Task goal
Repeat the following data exactly, omitting pictures.
○ ○ ○ ○
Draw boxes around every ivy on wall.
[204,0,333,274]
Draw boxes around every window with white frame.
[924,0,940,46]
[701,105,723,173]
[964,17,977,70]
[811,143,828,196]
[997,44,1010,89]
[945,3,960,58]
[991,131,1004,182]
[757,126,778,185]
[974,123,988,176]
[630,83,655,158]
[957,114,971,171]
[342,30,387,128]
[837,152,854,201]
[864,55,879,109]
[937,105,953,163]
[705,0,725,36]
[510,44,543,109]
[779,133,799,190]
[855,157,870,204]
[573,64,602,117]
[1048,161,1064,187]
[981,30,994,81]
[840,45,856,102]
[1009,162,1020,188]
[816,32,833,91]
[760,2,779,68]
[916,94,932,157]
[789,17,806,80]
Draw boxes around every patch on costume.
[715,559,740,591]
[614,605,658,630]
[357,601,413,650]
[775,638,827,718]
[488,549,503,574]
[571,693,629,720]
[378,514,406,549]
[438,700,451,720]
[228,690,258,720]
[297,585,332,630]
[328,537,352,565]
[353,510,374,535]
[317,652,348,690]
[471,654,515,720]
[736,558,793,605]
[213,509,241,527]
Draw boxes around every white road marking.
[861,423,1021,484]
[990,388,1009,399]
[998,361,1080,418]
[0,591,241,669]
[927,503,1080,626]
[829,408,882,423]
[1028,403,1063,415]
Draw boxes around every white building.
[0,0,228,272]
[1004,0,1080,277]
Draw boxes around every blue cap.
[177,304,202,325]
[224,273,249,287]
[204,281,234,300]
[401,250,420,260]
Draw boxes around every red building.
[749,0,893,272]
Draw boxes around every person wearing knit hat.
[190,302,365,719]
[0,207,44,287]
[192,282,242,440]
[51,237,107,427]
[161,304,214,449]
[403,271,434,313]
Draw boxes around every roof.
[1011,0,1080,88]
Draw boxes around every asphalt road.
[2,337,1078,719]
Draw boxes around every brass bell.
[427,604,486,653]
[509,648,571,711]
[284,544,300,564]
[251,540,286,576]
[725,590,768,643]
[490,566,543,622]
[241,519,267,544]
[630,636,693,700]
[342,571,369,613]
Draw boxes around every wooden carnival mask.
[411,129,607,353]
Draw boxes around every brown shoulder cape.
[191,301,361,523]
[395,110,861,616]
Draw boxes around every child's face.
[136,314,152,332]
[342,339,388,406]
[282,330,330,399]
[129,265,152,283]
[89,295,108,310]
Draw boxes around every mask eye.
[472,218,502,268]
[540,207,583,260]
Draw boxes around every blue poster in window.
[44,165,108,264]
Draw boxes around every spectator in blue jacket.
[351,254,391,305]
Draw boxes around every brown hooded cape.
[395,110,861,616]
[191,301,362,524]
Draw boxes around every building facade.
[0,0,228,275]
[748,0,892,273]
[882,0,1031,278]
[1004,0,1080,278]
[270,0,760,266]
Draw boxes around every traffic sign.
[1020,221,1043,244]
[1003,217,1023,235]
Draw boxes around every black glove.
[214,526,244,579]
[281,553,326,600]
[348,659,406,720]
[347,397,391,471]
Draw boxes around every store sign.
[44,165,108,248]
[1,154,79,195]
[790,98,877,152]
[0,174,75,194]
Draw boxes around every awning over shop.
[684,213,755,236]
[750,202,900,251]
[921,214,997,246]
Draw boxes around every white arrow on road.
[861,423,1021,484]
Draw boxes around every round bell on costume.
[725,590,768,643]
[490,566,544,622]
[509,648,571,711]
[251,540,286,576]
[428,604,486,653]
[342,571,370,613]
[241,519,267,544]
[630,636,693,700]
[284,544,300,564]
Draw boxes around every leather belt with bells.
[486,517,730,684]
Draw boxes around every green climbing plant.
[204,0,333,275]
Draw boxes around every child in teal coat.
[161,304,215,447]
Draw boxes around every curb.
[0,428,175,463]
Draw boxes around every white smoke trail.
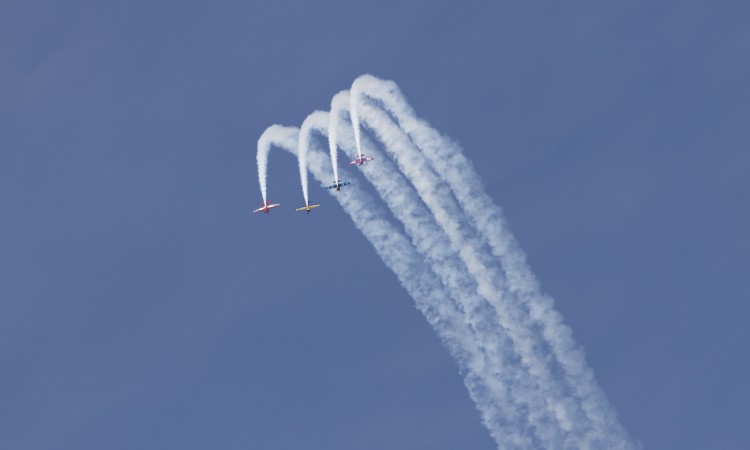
[327,92,558,447]
[349,89,363,160]
[354,100,590,447]
[262,121,533,448]
[350,75,636,449]
[256,136,270,205]
[339,95,566,447]
[328,93,345,183]
[297,113,321,207]
[352,96,573,436]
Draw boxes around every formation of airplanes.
[255,155,374,215]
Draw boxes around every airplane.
[350,155,375,166]
[324,180,351,192]
[253,201,280,214]
[295,203,321,214]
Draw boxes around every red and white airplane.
[253,201,280,214]
[350,154,375,166]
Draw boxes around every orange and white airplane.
[350,154,375,166]
[253,201,280,214]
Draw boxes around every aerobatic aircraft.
[324,180,351,191]
[349,155,375,166]
[295,203,321,214]
[253,201,280,214]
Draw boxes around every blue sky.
[2,1,749,448]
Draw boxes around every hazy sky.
[2,1,749,449]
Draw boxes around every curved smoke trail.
[257,125,300,205]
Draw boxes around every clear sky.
[2,1,749,449]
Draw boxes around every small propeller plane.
[324,180,351,192]
[253,201,280,214]
[350,155,375,166]
[295,203,321,214]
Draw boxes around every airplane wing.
[295,204,320,212]
[350,156,374,165]
[253,202,279,213]
[324,181,350,190]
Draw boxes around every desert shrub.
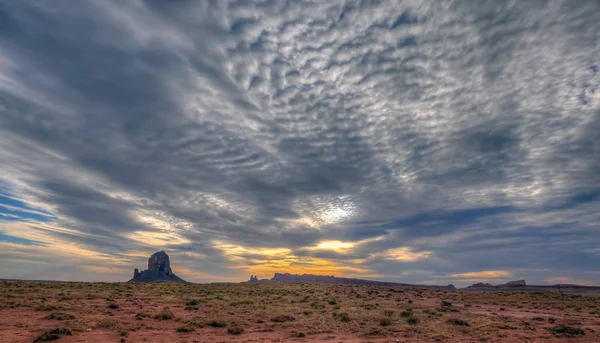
[548,317,556,323]
[227,326,244,334]
[303,311,313,315]
[154,308,174,320]
[383,310,394,317]
[400,310,413,317]
[135,312,151,320]
[176,326,195,332]
[34,328,72,342]
[107,303,119,309]
[408,300,413,304]
[379,317,392,326]
[327,299,337,305]
[44,312,75,320]
[551,325,585,337]
[442,301,452,307]
[447,319,469,326]
[119,330,128,337]
[184,306,198,311]
[185,299,198,306]
[532,316,545,321]
[292,332,306,337]
[423,309,439,316]
[271,314,295,322]
[407,316,420,325]
[338,312,351,322]
[207,320,226,327]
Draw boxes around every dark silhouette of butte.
[130,251,186,283]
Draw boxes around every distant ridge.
[465,279,600,292]
[244,273,456,290]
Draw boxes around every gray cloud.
[1,0,599,285]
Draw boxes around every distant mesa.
[245,273,456,290]
[467,279,527,289]
[502,279,526,287]
[129,251,187,283]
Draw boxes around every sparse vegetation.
[400,309,413,317]
[379,317,392,326]
[407,316,420,325]
[176,325,195,332]
[447,319,470,326]
[207,319,226,327]
[271,314,295,322]
[34,328,72,342]
[2,281,598,342]
[551,325,585,337]
[154,307,174,320]
[338,312,351,322]
[227,326,244,334]
[185,299,199,306]
[44,312,75,320]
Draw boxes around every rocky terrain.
[129,251,186,283]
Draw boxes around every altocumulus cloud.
[0,0,599,286]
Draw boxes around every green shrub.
[338,312,351,322]
[230,300,254,306]
[400,310,413,318]
[227,326,244,335]
[442,301,452,307]
[154,308,174,320]
[34,328,72,342]
[44,312,75,320]
[379,317,392,326]
[271,314,295,322]
[176,326,195,332]
[551,325,585,337]
[185,299,198,306]
[207,320,226,327]
[407,316,420,325]
[447,319,469,326]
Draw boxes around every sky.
[0,0,599,287]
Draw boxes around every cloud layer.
[1,0,599,286]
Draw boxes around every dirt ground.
[2,281,600,342]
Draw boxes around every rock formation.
[501,279,527,287]
[129,251,187,283]
[467,282,495,288]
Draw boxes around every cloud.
[1,0,600,285]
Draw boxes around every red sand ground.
[2,281,600,342]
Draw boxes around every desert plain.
[2,281,600,342]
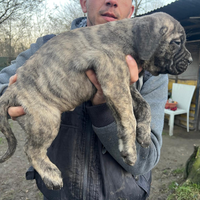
○ ○ ○ ○
Problem solution
Draw boxes around every ivy on wall.
[204,0,333,274]
Draw boxes around every window with white frame.
[924,0,940,46]
[701,105,723,173]
[964,17,977,70]
[811,143,828,196]
[997,44,1010,89]
[945,3,960,58]
[991,131,1004,182]
[757,126,778,185]
[974,123,988,176]
[630,83,655,158]
[957,114,971,171]
[342,30,387,128]
[837,152,854,201]
[864,55,879,109]
[937,105,953,163]
[705,0,725,36]
[510,44,543,109]
[779,133,799,190]
[855,157,870,204]
[573,64,602,117]
[1048,161,1064,187]
[981,30,994,81]
[840,45,856,102]
[1009,162,1020,188]
[816,32,833,91]
[760,2,779,68]
[916,94,932,157]
[789,17,806,80]
Draw boxes around every patch on costume.
[715,559,740,591]
[614,605,658,630]
[357,601,413,650]
[775,638,827,718]
[488,549,503,574]
[571,693,629,720]
[378,514,406,549]
[438,700,451,720]
[228,690,258,720]
[297,585,332,630]
[328,537,352,565]
[353,510,374,535]
[317,652,348,690]
[471,654,515,720]
[736,558,793,605]
[213,509,241,527]
Draw boxes around every white road marking.
[861,423,1021,484]
[990,388,1009,399]
[998,361,1080,418]
[0,591,241,669]
[927,503,1080,626]
[829,408,882,423]
[1028,403,1063,415]
Draw boxes around every white building.
[0,0,228,272]
[1004,0,1080,277]
Draw boxes around every blue cap.
[177,304,202,325]
[224,273,249,287]
[204,281,234,300]
[401,250,420,260]
Draw boxes around every red building.
[749,0,893,272]
Draw boxes around every person wearing knit hat.
[190,302,365,719]
[0,207,44,287]
[192,282,242,440]
[51,237,107,427]
[161,304,214,449]
[403,271,434,313]
Draw boxes around every roof.
[1011,0,1080,88]
Draw boxes around every asphalt road.
[2,337,1078,719]
Draw boxes around every brass bell.
[427,604,486,653]
[509,648,571,711]
[284,544,300,564]
[251,540,286,576]
[725,590,768,643]
[490,566,543,622]
[241,519,267,544]
[630,636,693,700]
[342,571,369,613]
Draw boxes around every wooden carnival mask.
[411,129,607,353]
Draw boxes around every brown shoulder cape.
[191,301,361,523]
[395,110,861,616]
Draw boxes around every child's face.
[136,314,152,332]
[342,339,388,406]
[282,330,330,399]
[129,265,152,283]
[89,295,108,310]
Draw boxes around every mask eye.
[472,218,502,268]
[540,207,583,260]
Draw boxes around every blue poster in window.
[44,165,108,264]
Draw boxes around every spectator in blue jacket.
[351,254,391,305]
Draw boxes around every brown hooded cape.
[395,110,861,616]
[191,301,362,524]
Draw boxes around every building facade.
[0,0,228,275]
[748,0,892,273]
[882,0,1031,278]
[1004,0,1080,278]
[270,0,760,266]
Draw boxes around every traffic sign.
[1020,221,1043,244]
[1003,217,1023,235]
Draw boxes around every black glove.
[214,526,244,579]
[281,553,326,600]
[348,659,406,720]
[347,397,391,471]
Draw boxes around every store sign.
[44,165,108,248]
[1,154,79,195]
[790,98,877,152]
[0,174,75,194]
Draw boxes around every awning over shop.
[684,213,755,236]
[750,202,900,251]
[921,214,997,246]
Draw boxes around every white arrow on road.
[861,423,1021,484]
Draw boxes around every round bell on costume.
[725,590,768,643]
[490,566,544,622]
[509,648,571,711]
[251,540,286,576]
[428,604,486,653]
[342,571,370,613]
[241,519,267,544]
[630,636,693,700]
[284,544,300,564]
Draw boxes around every leather belt with bells.
[486,517,730,684]
Draw boxes around every green climbing plant.
[204,0,333,275]
Draw boxes around every child in teal coat.
[161,304,215,447]
Draw boxes around every curb.
[0,428,175,463]
Draw boxes around every white smoke trail.
[327,92,558,447]
[349,89,363,160]
[354,100,590,447]
[262,121,533,448]
[350,75,636,449]
[256,136,270,205]
[339,95,566,447]
[328,93,345,183]
[297,113,321,207]
[352,96,573,436]
Draw boxes around every formation of airplanes.
[255,155,374,215]
Draw boxes around every airplane.
[350,155,375,166]
[324,180,351,192]
[253,201,280,214]
[295,203,321,214]
Draw boxes around every red and white airplane.
[253,201,280,214]
[350,154,375,166]
Draw boxes around every orange and white airplane.
[350,154,375,166]
[253,201,280,214]
Draw boxes around every aerobatic aircraft.
[324,180,351,191]
[349,155,375,166]
[295,203,321,214]
[253,201,280,214]
Draw boxes around every blue sky.
[2,1,749,448]
Draw boxes around every hazy sky.
[2,1,749,449]
Draw boxes around every curved smoke trail.
[257,125,300,205]
Draw boxes around every clear sky.
[2,1,749,449]
Draw boxes around every small propeller plane.
[324,180,351,192]
[253,201,280,214]
[350,155,375,166]
[295,203,321,214]
Draw boxes around every airplane wing.
[295,204,320,212]
[350,156,374,165]
[253,202,279,213]
[324,181,350,190]
Draw boxes around every desert shrub.
[548,317,556,323]
[227,326,244,334]
[303,311,313,315]
[154,308,174,320]
[383,310,394,317]
[400,310,413,317]
[135,312,151,320]
[176,326,195,332]
[34,328,72,342]
[107,303,119,309]
[408,300,413,304]
[379,317,392,326]
[327,299,337,305]
[44,312,75,320]
[551,325,585,337]
[442,301,452,307]
[447,319,469,326]
[119,330,128,337]
[184,306,198,311]
[185,299,198,306]
[532,316,545,321]
[292,332,306,337]
[423,309,439,316]
[271,314,295,322]
[407,316,420,325]
[338,312,351,322]
[207,320,226,327]
Draw boxes around every dark silhouette of butte.
[130,251,186,283]
Draw boxes around every distant ridge.
[465,279,600,292]
[244,273,456,290]
Draw boxes around every gray cloud.
[1,0,599,285]
Draw boxes around every distant mesa.
[245,273,456,290]
[467,279,527,289]
[502,279,526,287]
[129,251,187,283]
Draw boxes around every sparse vegetation.
[400,309,413,317]
[379,317,392,326]
[407,316,420,325]
[176,325,195,332]
[447,319,470,326]
[207,319,226,327]
[271,314,295,322]
[34,328,72,342]
[2,281,598,342]
[551,325,585,337]
[154,307,174,320]
[338,312,351,322]
[227,326,244,334]
[185,299,199,306]
[44,312,75,320]
Draw boxes around every rocky terrain.
[129,251,186,283]
Draw boxes around every altocumulus cloud.
[0,0,599,286]
Draw boxes around every green shrub.
[338,312,351,322]
[230,300,254,306]
[400,310,413,318]
[227,326,244,335]
[442,301,452,307]
[154,308,174,320]
[34,328,72,342]
[44,312,75,320]
[379,317,392,326]
[271,314,295,322]
[176,326,195,332]
[551,325,585,337]
[185,299,198,306]
[207,320,226,327]
[407,316,420,325]
[447,319,469,326]
Draw boxes around every sky.
[0,0,599,287]
Draw boxes around every cloud layer.
[1,0,599,286]
Draw boxes around every dirt ground.
[2,281,600,342]
Draw boxes around every rock formation.
[501,279,527,287]
[129,251,187,283]
[467,282,495,288]
Draw boxes around every cloud.
[1,0,600,285]
Draw boxes around every red sand ground.
[2,281,600,342]
Draw boxes around every desert plain.
[2,281,600,342]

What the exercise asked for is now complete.